_RECORDS PROVIDED_.

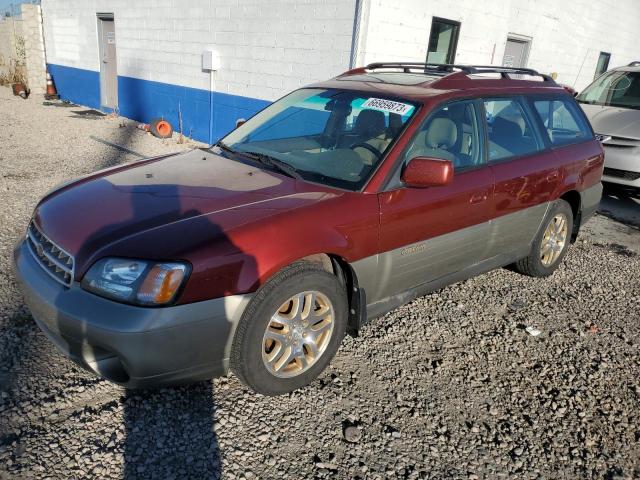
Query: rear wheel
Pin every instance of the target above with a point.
(291, 330)
(551, 244)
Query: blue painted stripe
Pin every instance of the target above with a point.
(144, 100)
(76, 84)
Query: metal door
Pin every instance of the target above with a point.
(108, 66)
(515, 53)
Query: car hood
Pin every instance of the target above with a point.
(614, 121)
(86, 216)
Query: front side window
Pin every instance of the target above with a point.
(328, 136)
(509, 130)
(450, 133)
(562, 122)
(615, 88)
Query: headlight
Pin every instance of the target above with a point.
(135, 281)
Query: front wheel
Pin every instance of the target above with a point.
(290, 330)
(551, 244)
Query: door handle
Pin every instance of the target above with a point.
(478, 198)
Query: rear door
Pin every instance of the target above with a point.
(429, 233)
(527, 174)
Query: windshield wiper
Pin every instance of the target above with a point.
(222, 146)
(274, 163)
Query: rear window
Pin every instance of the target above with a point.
(562, 121)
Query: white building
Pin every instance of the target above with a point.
(145, 57)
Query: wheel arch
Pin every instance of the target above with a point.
(341, 268)
(573, 198)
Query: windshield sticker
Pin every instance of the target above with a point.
(388, 106)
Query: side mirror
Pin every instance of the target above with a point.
(427, 172)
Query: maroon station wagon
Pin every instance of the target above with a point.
(332, 206)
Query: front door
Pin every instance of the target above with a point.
(427, 234)
(108, 67)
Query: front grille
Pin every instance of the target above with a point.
(624, 174)
(55, 261)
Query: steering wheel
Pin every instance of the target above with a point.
(366, 146)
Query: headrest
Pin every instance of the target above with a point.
(441, 133)
(369, 123)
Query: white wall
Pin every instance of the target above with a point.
(267, 47)
(567, 37)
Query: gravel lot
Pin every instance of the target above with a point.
(450, 386)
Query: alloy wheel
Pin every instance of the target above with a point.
(554, 240)
(298, 334)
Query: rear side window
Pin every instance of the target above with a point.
(564, 125)
(509, 129)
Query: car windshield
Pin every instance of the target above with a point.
(329, 136)
(615, 88)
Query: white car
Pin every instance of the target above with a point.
(612, 103)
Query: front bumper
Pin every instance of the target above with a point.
(622, 165)
(129, 345)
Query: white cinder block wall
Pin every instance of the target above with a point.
(566, 37)
(267, 47)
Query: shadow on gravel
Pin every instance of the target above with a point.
(169, 433)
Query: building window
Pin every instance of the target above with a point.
(443, 41)
(603, 63)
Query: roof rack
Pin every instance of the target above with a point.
(447, 68)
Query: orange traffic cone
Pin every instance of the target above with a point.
(52, 93)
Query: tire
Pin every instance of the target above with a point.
(538, 265)
(160, 128)
(253, 350)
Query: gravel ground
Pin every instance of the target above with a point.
(449, 386)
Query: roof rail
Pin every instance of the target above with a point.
(446, 68)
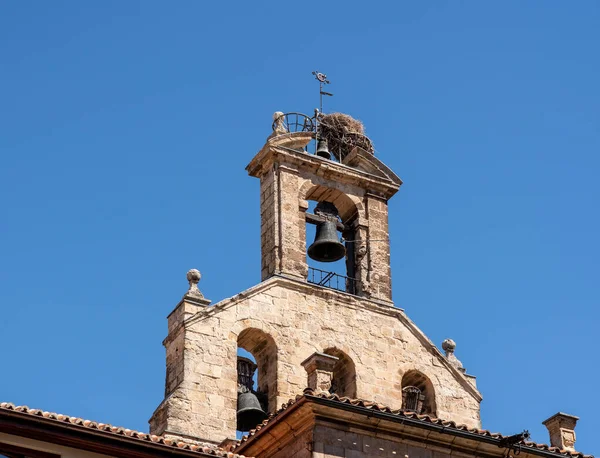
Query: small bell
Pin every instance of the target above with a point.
(249, 411)
(327, 246)
(323, 149)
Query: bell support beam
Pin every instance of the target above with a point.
(316, 219)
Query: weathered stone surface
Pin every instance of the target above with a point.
(561, 427)
(282, 322)
(285, 319)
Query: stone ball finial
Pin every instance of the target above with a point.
(193, 276)
(449, 345)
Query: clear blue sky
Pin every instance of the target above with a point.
(125, 128)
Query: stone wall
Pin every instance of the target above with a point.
(282, 322)
(288, 180)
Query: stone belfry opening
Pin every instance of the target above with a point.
(307, 326)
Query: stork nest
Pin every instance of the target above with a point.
(343, 133)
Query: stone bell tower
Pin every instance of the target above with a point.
(302, 328)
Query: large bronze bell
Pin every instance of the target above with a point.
(327, 246)
(249, 411)
(323, 149)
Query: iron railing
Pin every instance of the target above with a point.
(332, 280)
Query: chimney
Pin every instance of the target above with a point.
(561, 427)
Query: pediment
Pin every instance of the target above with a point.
(367, 162)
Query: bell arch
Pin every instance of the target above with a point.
(418, 394)
(349, 206)
(264, 351)
(344, 373)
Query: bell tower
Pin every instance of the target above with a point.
(356, 187)
(304, 326)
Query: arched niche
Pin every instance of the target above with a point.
(344, 374)
(263, 349)
(418, 394)
(349, 207)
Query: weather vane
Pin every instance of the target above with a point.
(322, 78)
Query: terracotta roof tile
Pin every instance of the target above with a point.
(403, 414)
(182, 444)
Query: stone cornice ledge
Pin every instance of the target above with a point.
(384, 308)
(277, 147)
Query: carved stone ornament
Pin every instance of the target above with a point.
(449, 346)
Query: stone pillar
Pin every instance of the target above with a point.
(319, 368)
(379, 283)
(173, 417)
(282, 247)
(561, 427)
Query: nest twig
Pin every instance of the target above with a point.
(343, 133)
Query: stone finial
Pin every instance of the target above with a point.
(278, 124)
(194, 277)
(319, 368)
(561, 427)
(449, 346)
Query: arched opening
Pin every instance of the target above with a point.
(261, 349)
(418, 394)
(344, 374)
(329, 224)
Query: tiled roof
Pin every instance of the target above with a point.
(448, 424)
(182, 444)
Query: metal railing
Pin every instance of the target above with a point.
(332, 280)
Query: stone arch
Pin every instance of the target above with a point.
(344, 373)
(348, 206)
(264, 350)
(415, 379)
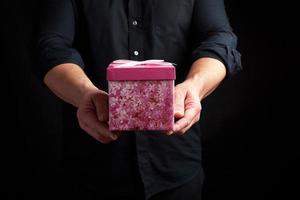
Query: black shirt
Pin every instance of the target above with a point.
(93, 33)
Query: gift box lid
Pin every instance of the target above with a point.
(140, 70)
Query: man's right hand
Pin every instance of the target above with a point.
(92, 116)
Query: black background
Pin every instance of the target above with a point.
(250, 147)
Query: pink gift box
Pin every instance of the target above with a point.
(141, 95)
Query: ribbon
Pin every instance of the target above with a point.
(133, 63)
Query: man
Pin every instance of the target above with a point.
(79, 38)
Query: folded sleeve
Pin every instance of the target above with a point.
(213, 36)
(56, 35)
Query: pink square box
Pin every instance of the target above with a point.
(141, 95)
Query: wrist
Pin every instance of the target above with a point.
(196, 83)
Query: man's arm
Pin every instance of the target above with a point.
(60, 66)
(214, 57)
(203, 78)
(69, 82)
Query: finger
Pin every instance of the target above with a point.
(179, 103)
(101, 104)
(192, 110)
(184, 130)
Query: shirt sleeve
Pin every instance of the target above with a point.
(56, 36)
(213, 36)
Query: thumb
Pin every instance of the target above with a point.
(179, 103)
(100, 101)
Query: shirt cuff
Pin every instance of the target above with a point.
(230, 57)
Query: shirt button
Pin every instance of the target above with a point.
(134, 23)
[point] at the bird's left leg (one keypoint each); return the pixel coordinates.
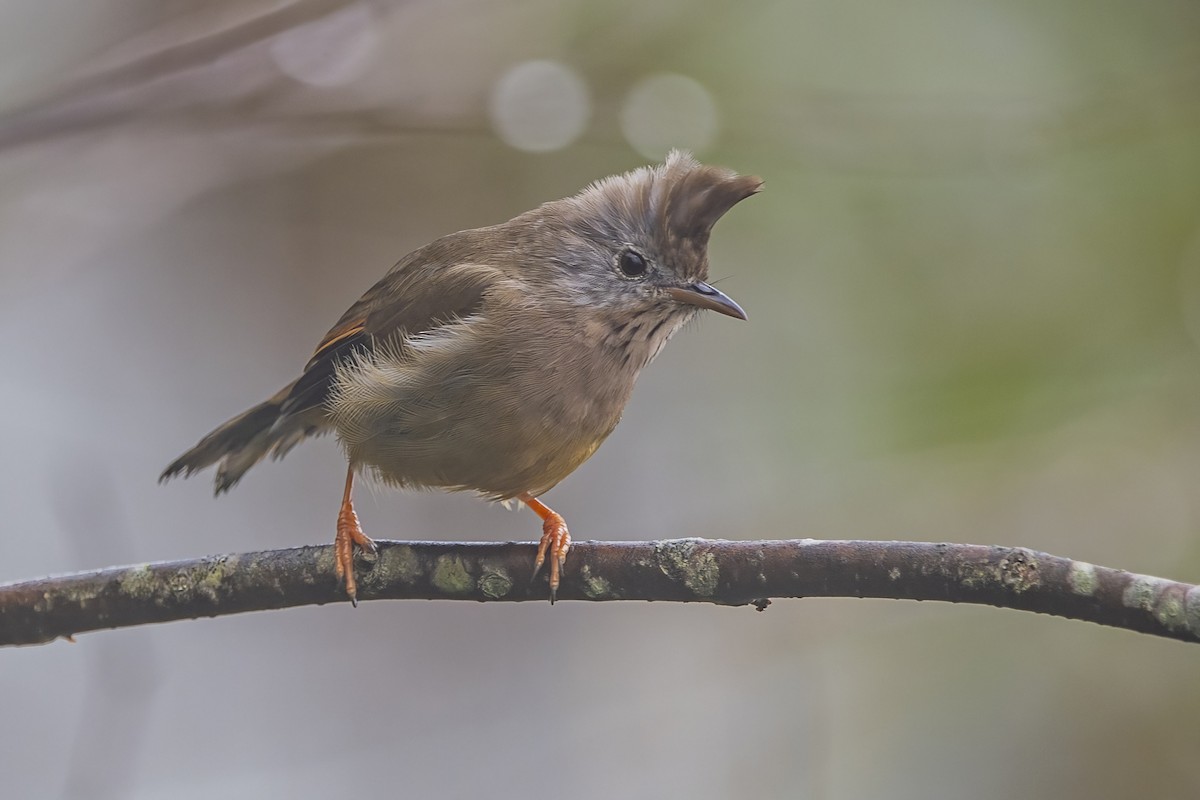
(349, 533)
(556, 540)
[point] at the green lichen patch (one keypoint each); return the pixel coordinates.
(1019, 570)
(495, 584)
(1170, 613)
(1140, 593)
(400, 564)
(138, 583)
(1081, 578)
(595, 587)
(450, 576)
(687, 561)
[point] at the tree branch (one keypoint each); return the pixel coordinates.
(688, 570)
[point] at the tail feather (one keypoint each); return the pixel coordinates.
(246, 439)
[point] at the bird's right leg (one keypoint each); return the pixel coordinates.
(349, 533)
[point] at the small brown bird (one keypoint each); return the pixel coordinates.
(497, 360)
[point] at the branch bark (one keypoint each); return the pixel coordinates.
(688, 570)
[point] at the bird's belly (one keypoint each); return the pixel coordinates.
(509, 438)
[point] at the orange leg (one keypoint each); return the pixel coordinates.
(555, 539)
(349, 533)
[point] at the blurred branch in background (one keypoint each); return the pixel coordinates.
(685, 570)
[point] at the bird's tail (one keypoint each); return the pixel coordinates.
(244, 440)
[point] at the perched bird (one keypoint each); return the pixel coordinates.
(497, 360)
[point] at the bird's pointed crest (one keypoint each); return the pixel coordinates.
(678, 199)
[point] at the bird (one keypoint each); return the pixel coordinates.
(497, 360)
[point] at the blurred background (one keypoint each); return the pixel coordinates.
(973, 283)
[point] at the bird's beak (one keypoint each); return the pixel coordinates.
(706, 296)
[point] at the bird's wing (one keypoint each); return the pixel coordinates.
(414, 298)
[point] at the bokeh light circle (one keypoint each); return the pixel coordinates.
(539, 106)
(669, 110)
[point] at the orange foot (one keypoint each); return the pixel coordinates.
(349, 533)
(556, 540)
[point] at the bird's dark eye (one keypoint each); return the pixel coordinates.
(631, 264)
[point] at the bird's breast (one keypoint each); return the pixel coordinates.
(493, 411)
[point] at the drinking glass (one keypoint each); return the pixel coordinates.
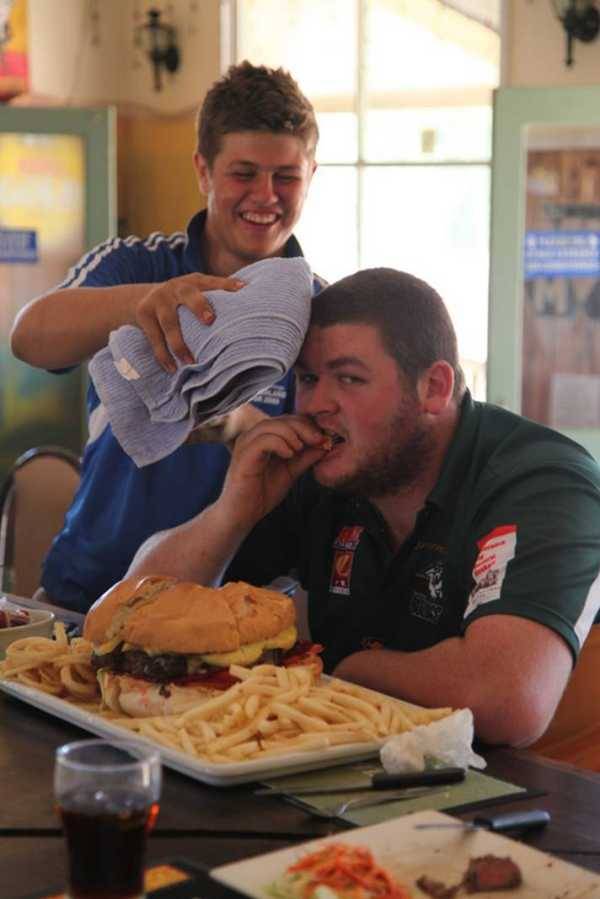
(107, 796)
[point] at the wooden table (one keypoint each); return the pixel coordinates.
(211, 825)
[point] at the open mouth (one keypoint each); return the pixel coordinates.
(263, 219)
(331, 440)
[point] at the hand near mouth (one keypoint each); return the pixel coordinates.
(266, 462)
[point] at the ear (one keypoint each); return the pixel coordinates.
(202, 172)
(436, 387)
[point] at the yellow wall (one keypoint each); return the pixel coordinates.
(157, 188)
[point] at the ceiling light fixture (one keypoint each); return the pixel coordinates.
(581, 21)
(160, 43)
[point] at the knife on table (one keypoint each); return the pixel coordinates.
(537, 817)
(379, 781)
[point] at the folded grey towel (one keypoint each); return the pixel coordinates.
(253, 342)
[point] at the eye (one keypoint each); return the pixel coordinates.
(351, 379)
(306, 379)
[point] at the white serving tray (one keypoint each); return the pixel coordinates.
(222, 774)
(440, 854)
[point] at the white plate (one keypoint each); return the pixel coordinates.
(223, 774)
(440, 854)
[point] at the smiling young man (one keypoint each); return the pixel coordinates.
(450, 549)
(257, 135)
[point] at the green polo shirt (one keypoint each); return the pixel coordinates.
(512, 527)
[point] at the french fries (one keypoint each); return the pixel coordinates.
(271, 711)
(56, 666)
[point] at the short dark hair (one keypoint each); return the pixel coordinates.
(254, 98)
(410, 316)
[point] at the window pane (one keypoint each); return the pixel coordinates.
(434, 223)
(338, 137)
(327, 229)
(429, 72)
(431, 134)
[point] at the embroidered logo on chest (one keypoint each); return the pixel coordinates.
(344, 547)
(496, 550)
(426, 602)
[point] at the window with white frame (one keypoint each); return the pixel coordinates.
(403, 92)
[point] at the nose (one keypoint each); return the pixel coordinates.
(263, 189)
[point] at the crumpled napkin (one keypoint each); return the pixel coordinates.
(444, 742)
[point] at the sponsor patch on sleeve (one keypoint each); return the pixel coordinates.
(496, 550)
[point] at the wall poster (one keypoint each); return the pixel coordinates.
(561, 307)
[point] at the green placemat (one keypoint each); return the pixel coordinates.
(477, 788)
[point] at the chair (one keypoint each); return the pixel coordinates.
(33, 500)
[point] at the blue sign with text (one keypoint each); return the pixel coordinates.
(562, 254)
(18, 245)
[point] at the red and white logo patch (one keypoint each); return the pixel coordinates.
(496, 550)
(344, 547)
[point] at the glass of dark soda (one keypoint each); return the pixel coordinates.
(107, 795)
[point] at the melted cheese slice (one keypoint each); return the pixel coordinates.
(245, 655)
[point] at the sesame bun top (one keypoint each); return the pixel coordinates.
(162, 614)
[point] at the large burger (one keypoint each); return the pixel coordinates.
(162, 645)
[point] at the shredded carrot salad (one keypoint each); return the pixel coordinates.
(350, 871)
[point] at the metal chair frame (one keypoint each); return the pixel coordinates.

_WHAT IS EXPECTED_. Look back at the data above. Transcribe exactly the lines starting at the line that contains "Query: weathered stone surface" and ending at the line that contains "Query: large bronze bell".

_FINAL ANSWER_.
Query: weathered stone surface
Pin every instance of the target above with a point.
(561, 427)
(282, 322)
(285, 319)
Query: stone ball finial
Pin every instance of the target above with a point.
(193, 276)
(449, 345)
Query: clear blue sky
Pin every instance of the target above with a point.
(125, 128)
Query: stone wall
Pin every instance of the target above with a point.
(282, 322)
(288, 180)
Query: stone belfry opening
Pin every instance of the target above with a point.
(307, 326)
Query: stork nest
Pin every instance of the target above with a point.
(343, 133)
Query: stone bell tower
Pin every instance of the target above with a point.
(302, 328)
Query: large bronze bell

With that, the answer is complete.